***** Document segment

Alumna Gives Voice to Refugee Crisis through Academic and Public Scholarship as an Assistant Professor

Sally Wesley Bonet (Ph.D., 2016), an Assistant Professor at Colgate University, migrated from Sudan to Egypt as a young child. Her experience growing up in Egypt inspired her line of research on the experience of Iraqi and Syrian refugees in the United States.

While at Rutgers GSE, Bonet conducted ethnographic research over the course of three years with Iraqi refugee families to better understand how refugee youth and their families were becoming particular types of citizens through their interactions with state institutions, including public schools. These families were fleeing places of violence and conflict and had lost everything—their extended family, their way of life, their possessions, their livelihoods, their home, and their country. Amidst all of this loss, the immediate family unit was the only source of stability in their lives. This inspired Bonet’s methodology of studying the entire refugee family.

Bonet followed these families across all the institutions with which they were interacting, including schools and welfare offices, in an effort to understand how they were being framed in terms of citizenship. This gave Bonet important insights into the multiple roles that youth play in the lives of the refugee family. As many of the parents did not speak English upon migrating to the United States, their children became caregivers for their families as well as interlocutors to the outside world, as they were the first to learn English.  Their parents were often able to secure low-wage employment with no health benefits. It became clear to Bonet that although these families had escaped war, they were forced to try to survive another war in United States—one that was perhaps more pernicious- namely the war on the welfare state, which includes all of the institutions that the most vulnerable among us count on, such as public assistance agencies, public schools, and free clinics. An agency employee who worked at one of Bonet’s field sites stated, “We [America] are essentially resettling people into poverty.” The matron of one refugee family echoed an equally bleak sentiment: “In Iraq if you die, you die once—here in the United States, you die a little every day.” Bonet argues that most Americans don’t understand the experience of refugee families.

Through her work Bonet hopes to advocate for these families. “In 2016, we allowed 110,000 refugees in the United States. This year that number went down to 50,000, and next year it is going to be 25,000,” said Bonet. “It is really important to fight the good fight of allowing refugees fleeing violence and conflict into the United States. But we can’t stop there. Once they do enter, we need to offer them a good quality of life through a better resettlement process. I am honored that these families trusted me with their stories, and I hope to be worthy of that trust by bringing attention to this crisis.”

Bonet is committed to making her work accessible not just to academia but also to the general public as she hopes that sharing these stories will ignite change. Bonet’s work has been recognized through the Evelyn Headley Award for Outstanding Dissertation at Rutgers GSE, the Concha Delgado Gaitan CAE Presidential Fellowship by the Council on Anthropology and Education American Anthropological Association, and the Ford Foundation Dissertation Fellowship by the Ford Foundation.

“I was the first in my family to get a Ph.D. and I could not have done it without Rutgers GSE,” stated Bonet. “I am grateful to Dr. Thea Abu El-Haj who has been an incredible advisor to me all along the way, and continues to do so, to Dr. Catherine Lugg who always pushed me to think about writing strategically, to Dr. Beth Rubin who helped me articulate my questions about research and methods, to Dr. James Giarelli who shared his wisdom with me, and to Dr. Ariana Mangual Figueroa who gave me so much of her time and enabled me to mirror some of her methods in my work.”

**********
***** Source data

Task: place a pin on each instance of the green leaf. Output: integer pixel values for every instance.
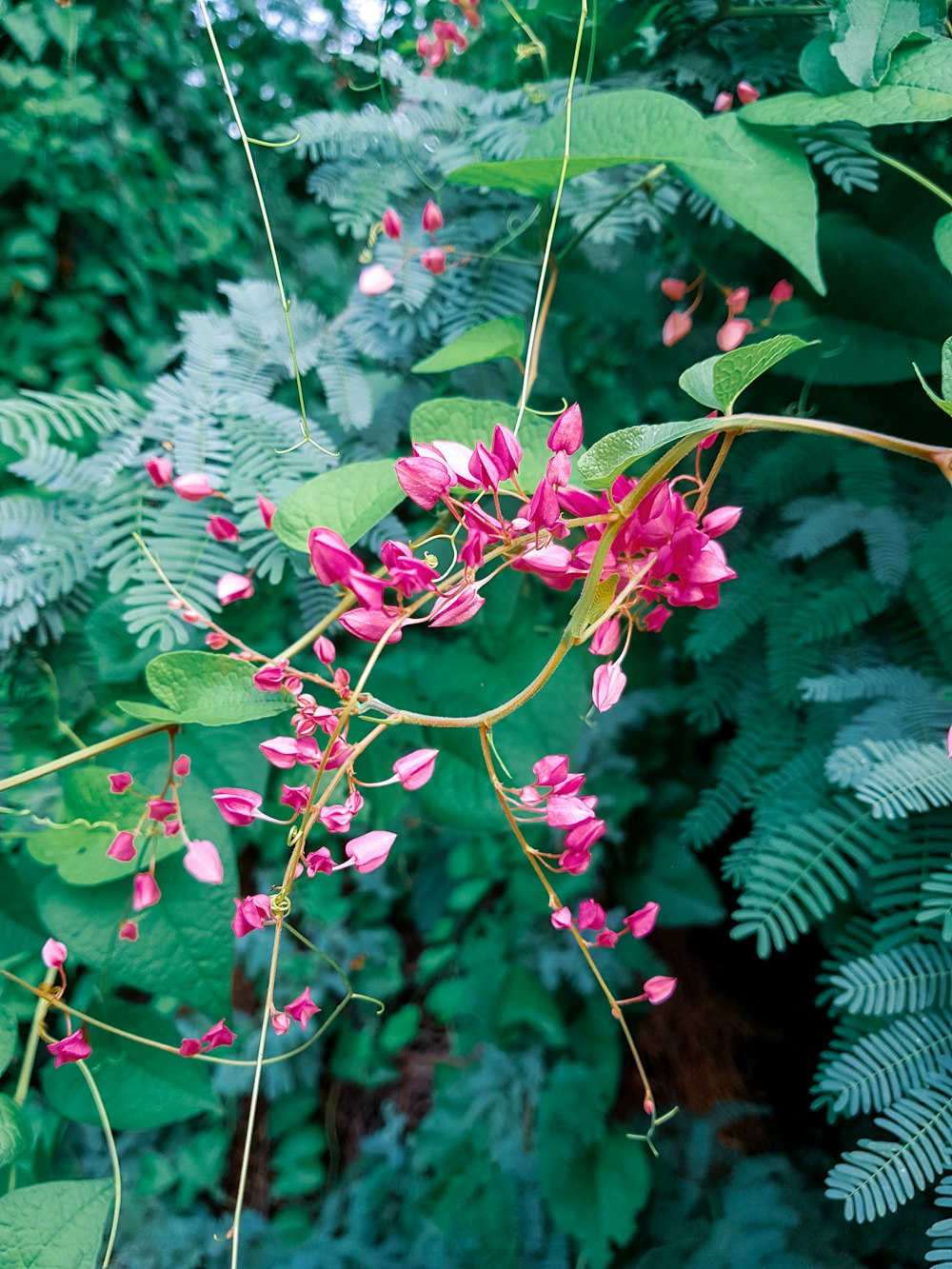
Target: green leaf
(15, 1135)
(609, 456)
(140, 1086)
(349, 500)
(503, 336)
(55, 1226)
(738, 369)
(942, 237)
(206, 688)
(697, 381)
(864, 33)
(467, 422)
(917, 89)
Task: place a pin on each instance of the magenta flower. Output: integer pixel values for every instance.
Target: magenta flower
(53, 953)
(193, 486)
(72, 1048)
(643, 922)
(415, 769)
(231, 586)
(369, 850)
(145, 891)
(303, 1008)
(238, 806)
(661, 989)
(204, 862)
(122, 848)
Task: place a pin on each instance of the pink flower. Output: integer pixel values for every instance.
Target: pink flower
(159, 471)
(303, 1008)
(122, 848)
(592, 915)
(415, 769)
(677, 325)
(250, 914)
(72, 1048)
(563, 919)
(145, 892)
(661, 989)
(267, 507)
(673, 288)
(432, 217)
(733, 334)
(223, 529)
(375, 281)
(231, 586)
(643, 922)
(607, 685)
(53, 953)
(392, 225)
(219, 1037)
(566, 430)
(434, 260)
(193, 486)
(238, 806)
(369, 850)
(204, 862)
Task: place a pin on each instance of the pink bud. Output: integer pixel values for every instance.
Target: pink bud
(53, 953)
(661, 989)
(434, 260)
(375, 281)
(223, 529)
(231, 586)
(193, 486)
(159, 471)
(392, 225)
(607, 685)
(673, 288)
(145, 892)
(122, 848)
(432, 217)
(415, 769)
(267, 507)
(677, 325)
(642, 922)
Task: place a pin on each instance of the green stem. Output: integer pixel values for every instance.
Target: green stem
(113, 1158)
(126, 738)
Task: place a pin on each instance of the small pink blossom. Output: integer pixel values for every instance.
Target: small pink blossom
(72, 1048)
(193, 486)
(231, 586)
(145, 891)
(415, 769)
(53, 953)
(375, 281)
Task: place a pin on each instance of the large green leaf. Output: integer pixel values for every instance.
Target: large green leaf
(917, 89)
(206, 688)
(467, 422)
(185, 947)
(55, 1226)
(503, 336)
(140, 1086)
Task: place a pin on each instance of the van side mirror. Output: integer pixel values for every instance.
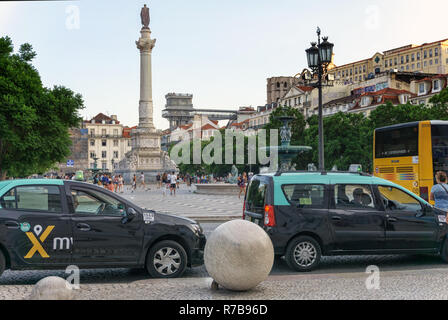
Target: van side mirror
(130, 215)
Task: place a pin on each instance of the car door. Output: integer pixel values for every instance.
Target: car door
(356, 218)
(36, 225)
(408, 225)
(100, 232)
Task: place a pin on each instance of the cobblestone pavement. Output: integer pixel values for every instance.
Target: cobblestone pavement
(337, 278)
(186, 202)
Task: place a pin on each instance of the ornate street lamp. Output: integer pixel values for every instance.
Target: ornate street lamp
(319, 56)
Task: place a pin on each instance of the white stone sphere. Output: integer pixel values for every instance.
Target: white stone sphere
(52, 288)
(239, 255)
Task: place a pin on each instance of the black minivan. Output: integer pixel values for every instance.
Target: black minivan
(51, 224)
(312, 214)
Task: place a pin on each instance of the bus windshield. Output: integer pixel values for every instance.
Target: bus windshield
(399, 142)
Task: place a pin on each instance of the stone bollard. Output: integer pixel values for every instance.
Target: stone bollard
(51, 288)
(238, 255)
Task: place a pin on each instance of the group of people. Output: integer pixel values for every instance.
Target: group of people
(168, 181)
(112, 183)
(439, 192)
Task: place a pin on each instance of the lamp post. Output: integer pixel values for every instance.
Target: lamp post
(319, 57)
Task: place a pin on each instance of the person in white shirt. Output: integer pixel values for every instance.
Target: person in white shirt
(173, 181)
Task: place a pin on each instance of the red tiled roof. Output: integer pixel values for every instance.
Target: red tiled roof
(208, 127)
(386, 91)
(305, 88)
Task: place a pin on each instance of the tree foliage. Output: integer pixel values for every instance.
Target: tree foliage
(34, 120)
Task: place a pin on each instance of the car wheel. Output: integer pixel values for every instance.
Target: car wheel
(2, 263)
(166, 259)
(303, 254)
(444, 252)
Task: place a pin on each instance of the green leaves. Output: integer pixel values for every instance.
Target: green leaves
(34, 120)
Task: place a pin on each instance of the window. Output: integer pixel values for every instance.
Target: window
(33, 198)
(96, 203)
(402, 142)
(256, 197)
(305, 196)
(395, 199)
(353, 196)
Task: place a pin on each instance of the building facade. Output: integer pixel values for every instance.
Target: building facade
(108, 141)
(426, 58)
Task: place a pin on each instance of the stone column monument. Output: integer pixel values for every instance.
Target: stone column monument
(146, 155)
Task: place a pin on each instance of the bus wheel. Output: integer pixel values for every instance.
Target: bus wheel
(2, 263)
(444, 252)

**********

Duplicate a passage from the profile of Sally Wesley Bonet: begin at the words that contain "Bonet is committed" and stop after "the Ford Foundation.".

Bonet is committed to making her work accessible not just to academia but also to the general public as she hopes that sharing these stories will ignite change. Bonet’s work has been recognized through the Evelyn Headley Award for Outstanding Dissertation at Rutgers GSE, the Concha Delgado Gaitan CAE Presidential Fellowship by the Council on Anthropology and Education American Anthropological Association, and the Ford Foundation Dissertation Fellowship by the Ford Foundation.